[START Source material]

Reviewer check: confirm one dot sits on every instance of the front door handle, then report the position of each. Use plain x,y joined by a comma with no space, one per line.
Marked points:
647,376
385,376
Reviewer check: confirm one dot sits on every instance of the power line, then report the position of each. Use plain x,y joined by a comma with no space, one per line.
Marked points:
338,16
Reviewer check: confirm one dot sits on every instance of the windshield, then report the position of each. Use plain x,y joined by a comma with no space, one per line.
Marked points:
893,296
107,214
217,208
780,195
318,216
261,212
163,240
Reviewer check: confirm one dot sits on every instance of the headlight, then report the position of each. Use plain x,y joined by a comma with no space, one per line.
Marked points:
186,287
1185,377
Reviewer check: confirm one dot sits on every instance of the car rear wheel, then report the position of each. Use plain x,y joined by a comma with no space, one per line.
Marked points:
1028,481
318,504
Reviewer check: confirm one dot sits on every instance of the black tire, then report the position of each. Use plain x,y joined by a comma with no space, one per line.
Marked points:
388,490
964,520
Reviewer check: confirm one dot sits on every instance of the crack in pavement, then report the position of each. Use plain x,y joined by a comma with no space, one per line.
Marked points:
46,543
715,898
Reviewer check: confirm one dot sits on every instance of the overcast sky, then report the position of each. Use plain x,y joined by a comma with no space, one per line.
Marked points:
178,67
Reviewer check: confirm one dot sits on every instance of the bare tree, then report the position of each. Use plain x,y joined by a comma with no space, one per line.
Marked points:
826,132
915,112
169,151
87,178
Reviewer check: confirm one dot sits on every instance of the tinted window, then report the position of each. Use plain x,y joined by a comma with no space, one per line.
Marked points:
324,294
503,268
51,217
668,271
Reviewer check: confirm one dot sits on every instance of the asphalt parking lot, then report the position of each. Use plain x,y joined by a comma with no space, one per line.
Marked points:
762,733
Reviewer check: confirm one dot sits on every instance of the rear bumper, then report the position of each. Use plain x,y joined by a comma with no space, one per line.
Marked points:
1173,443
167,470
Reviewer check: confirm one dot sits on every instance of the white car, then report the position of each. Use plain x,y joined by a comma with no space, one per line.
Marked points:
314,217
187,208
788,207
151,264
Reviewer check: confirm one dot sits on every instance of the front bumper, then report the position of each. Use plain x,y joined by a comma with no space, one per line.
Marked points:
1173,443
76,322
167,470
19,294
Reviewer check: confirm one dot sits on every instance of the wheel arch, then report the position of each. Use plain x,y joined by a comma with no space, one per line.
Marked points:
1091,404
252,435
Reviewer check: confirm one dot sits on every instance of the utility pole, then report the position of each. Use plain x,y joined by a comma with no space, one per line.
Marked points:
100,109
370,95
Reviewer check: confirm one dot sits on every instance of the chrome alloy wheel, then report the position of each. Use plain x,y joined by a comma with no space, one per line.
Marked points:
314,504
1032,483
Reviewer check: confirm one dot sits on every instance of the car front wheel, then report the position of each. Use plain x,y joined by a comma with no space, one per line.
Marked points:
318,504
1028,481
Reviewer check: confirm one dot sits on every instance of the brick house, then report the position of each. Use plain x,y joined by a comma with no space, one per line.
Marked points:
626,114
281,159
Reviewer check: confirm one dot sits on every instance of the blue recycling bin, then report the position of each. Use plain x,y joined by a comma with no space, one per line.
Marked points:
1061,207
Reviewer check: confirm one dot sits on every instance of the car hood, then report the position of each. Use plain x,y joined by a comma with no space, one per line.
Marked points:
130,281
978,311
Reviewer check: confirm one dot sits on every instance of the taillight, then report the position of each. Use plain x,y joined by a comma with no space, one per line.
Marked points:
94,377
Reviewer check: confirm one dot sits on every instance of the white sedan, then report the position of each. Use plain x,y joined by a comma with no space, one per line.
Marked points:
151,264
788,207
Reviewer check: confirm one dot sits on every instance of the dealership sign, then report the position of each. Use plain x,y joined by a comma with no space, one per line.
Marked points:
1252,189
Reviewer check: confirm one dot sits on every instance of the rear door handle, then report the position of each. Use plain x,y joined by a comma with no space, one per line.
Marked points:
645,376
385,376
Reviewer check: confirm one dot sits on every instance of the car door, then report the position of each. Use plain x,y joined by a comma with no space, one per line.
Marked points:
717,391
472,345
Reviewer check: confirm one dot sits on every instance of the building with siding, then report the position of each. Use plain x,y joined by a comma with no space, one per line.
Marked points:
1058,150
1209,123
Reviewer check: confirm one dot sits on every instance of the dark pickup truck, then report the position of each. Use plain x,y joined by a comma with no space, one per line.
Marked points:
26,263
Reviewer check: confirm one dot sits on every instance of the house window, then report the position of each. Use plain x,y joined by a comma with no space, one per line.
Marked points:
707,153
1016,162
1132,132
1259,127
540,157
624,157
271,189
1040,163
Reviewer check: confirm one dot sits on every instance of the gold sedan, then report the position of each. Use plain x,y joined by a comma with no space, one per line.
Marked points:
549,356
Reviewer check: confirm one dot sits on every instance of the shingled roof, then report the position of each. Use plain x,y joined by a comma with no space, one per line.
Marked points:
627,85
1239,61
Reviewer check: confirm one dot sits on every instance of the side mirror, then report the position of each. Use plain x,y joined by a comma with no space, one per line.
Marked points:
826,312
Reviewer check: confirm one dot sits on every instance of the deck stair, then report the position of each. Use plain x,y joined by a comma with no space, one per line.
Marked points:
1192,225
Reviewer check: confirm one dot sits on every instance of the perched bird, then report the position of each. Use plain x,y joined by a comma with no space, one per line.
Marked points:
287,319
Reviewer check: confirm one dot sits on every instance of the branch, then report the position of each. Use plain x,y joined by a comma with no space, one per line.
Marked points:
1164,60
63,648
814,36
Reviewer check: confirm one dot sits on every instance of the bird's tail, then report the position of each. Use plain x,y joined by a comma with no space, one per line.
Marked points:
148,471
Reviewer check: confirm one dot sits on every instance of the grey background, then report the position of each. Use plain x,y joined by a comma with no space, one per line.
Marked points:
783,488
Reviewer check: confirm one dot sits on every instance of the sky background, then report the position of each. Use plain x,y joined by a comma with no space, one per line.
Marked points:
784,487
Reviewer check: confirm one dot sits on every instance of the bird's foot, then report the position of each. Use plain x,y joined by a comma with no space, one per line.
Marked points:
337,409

[END Source material]

▶ _The exercise_
Reproduce every one of the records above word for word, keeping each line as it stands.

▶ _Exercise answer_
Reviewer check: confirm one dot sits on every instance of the front door handle, then report the position of each. Use plain x,y joined by a comma with no space, one per line.
Marked points:
647,376
385,376
Reviewer check: confirm one dot sits on every instance of the power line, then report the position of each. Use plain x,y joined by a comma with no space, one per line.
Marked points:
338,16
Reviewer check: confirm one dot sits on every instance of the windshield, then report the position of each. Use plain x,y joined by a comma with no space, one per line.
Marked points:
893,296
107,214
217,208
780,195
318,216
261,212
163,240
Reviewer check: confirm one dot sits on every instance of the headlight, then report the position of each. Use plain x,y joined by a comma with no space, one per line.
Marked points:
186,287
1185,377
Reviewer check: confirm one dot sits on every instance of the car rear wheel, then report the position of each. Use plain x,y joined by a comma with no space, one per line.
Marked points:
1028,481
318,504
Reviewer check: confirm one dot sits on every instance of the black tire, then report the position of each. Use plain x,y joined by a comma with no space, one per line.
Marked points:
388,490
964,520
Reviewer check: confirm one dot sits on every instance of the crack in pavement, then report the position of each. Use plain x,y joined by a comma with no space, one per line.
Marked points:
46,543
715,898
Reviewer check: confirm one dot sits on every instance of the overcast sky, then report the position of each. Use plain x,y joined by a comma with no space, one per line.
Marked points:
178,67
Reviewer check: confirm one dot sits on every instance of the bare tree, then report the position of each. Use plain x,y joined by a comma with no space, one per line.
Marked points:
826,132
915,112
169,151
87,178
Reviewer check: confirm one dot sits on every instance of the tinted window, then report the position of each. Use plain x,y joined by a comma with no space, one per line.
Marked points:
324,294
503,268
51,217
668,271
Reviewer check: confirm one dot sits on every instance of the asphalt parking lot, then report the position of each. Use plain x,y joined by a comma with no space, one per line.
Marked points:
762,733
Reviewer check: confirm one dot sits on every instance of the rear bumper, then report the position of each. Use plain x,y joined by a comma with no space, one per line.
Marked points:
1173,443
167,470
Reviewer check: confirm one dot sits on every instance of the white car, then report the position of each. Use plain x,y joined by a comma with no space, one per line.
Marked points:
314,217
187,208
788,207
151,264
Reviewer check: confirm one dot sits on every instance of the front bumper, then report the position of each. Use plain x,y joined by a comma with no space, one per line.
Marked points:
1173,443
76,322
167,470
19,294
Reviewer check: confirm one dot sits on every instance of the wheel arch, then report the position of each. Use plain x,y joined by a comma with no space, one per line.
Marked points:
1091,404
252,435
Reviewer check: confirm one dot sits on every instance of the utility pole, then report the position of each. Use plain x,y joined by a comma with no space, one per line.
Marked points:
100,109
370,95
Reviewer check: confirm one dot sits on every instance of the chrome alloy wheel, then report the position of each. Use plain x,y joined by a comma with no space, one per line.
Marked points:
314,504
1032,483
Reviewer check: confirm one dot sits on every instance of the car front wheel, then report the position of each. Use plain x,y joined by a comma with no space, one per line.
Marked points:
318,504
1028,481
Reviewer check: confirm one dot sits on every instance of the brick house, then report the position of each. Use plain x,y joined by a comma with no space, one per line.
Marked points:
626,114
281,159
Reviewer check: confirm one dot sits on every instance of the blue recycling bin, then report the position of each. Use plain x,y joined by a comma with no space, one per line.
Marked points:
1061,207
Reviewer check: confirm one dot sits on every instance of the car hood, then report the position of each. Use plain x,y joined by a comma with no space, one per line.
Marked points:
130,281
978,311
Reviewer check: confirm one dot sits on every instance of the taillight, then report the position of each. Use plain x,y joined by a comma with no space, one per line.
Marked points:
94,377
Reviewer check: confirm one dot sits on every instance of the white sedan, then report the position of each. Use plain x,y joined by a comma with no space, one per line.
Marked points:
151,264
788,207
Reviewer check: confirm one dot sits on every instance of the dealership sign, then report the position of each. Use plain x,y joined by a comma with no space, one per line.
Marked points:
1252,189
Reviewer check: confirm one dot sits on every instance of the rear door handle, then report the position of each. Use plain x,y joined by a comma with no space, one per line.
Marked points:
645,376
385,376
Reviewer check: confirm one dot sits on every instance of the car door, then report the position of each. Use plain x,y joined by a comma with no space, one per line.
Marked points:
717,391
472,345
Reviewer check: confirm one dot sits on every instance of the building with siding, then report the position of each. Use plain x,y joined by a comma with no space, one per line.
Marked points:
1058,150
1209,123
Reviewer check: confirm one dot sits on every instance of the dark pickup truck, then report the position of each. Use plain x,y joined by a comma with no space, one per line.
Marked points:
26,263
Reviewer check: confirm one dot sits on every instance of the house window, then report the position of each. Use plain x,y joined by a comma with no space, one per line.
Marked points:
707,153
1016,162
1132,132
1259,127
540,157
624,157
271,189
1040,163
Reviewer check: confirm one dot sits on every instance of the gold sedan, then report the position of each. Use plain x,y joined by a comma with no space, one per line.
Marked points:
549,356
Reviewer check: confirm one dot sits on every instance of the shingled roof, then report the position of each. Use plain x,y joined by a comma with no space, one per line.
Marked points:
627,85
1239,61
Reviewer check: confirm one dot sits on every instance of the side mirror, then report the position of each. Use plain x,y joined by a comma with no space, one per line.
Marked points:
826,312
Reviewer check: confirm one dot sits on every instance of the deck stair, then report the position of each. Use plain x,y joined by a comma with no space, one per line.
Marked points:
1192,225
Reviewer check: confirm one dot sits on every instance of the perched bird, then report the position of each. Use plain x,y joined by a comma with no space, one per line.
Marked points:
287,319
Reviewer check: confirm one dot sits on every instance of the branch, then report the position of each. Use plain x,y joined by a comma with no space, one per line.
Marked points:
1164,60
63,648
814,36
Reviewer check: confirm one dot sits on every instance of the bird's tail, then report the position of each. Use plain x,y joined by a comma with no space, one per line.
Marked points:
148,471
Reviewer check: confirm one dot sits on every instance of the grey background, then report the position of each. Use plain x,y joined by a comma with no space, one per line.
Marked points:
783,488
Reviewer check: confirm one dot sits on every instance of the sky background, then report the position of each. Use plain x,y joined by a comma with no space, one per line.
Marked points:
784,487
Reviewer check: confirm one dot sits on every instance of the bird's foot, then report the position of each. Use plain x,y joined by a comma with no space, one per line.
Marked points:
337,409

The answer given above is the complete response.